- EXERCISE: Check every line of the data and copy the ones where "coaching" appears.

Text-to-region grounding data
= Beginning of Section =
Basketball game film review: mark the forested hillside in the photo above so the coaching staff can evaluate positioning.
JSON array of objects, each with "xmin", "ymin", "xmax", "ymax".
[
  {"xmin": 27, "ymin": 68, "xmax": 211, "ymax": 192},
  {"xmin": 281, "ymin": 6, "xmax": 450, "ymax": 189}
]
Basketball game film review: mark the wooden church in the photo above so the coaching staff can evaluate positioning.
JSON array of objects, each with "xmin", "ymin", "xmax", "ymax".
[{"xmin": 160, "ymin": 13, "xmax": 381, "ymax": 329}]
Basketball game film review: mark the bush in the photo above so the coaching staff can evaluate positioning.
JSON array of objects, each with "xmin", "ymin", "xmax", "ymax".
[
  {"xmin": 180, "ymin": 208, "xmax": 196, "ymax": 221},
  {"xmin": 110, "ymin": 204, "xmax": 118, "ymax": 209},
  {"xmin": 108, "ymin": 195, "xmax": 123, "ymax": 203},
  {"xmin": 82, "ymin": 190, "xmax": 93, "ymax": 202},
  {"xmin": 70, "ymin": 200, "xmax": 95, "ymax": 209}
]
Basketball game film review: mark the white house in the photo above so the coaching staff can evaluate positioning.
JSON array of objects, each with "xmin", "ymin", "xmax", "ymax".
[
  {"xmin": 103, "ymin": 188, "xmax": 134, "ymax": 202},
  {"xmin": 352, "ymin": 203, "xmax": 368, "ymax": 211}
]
= End of Section =
- WRITTEN REPLY:
Basketball game film review: mark the forested hillside in the photo above so the coaching staff can evaluate positioning.
Basketball game film review: mark the wooden church in the photo above so the coaching staff can evaluate positioning.
Basketball game film review: mark the bush in the photo above so the coaching staff can evaluate positioning.
Basketball game film review: mark the white house in the photo above so the coaching staff can evaluate positioning.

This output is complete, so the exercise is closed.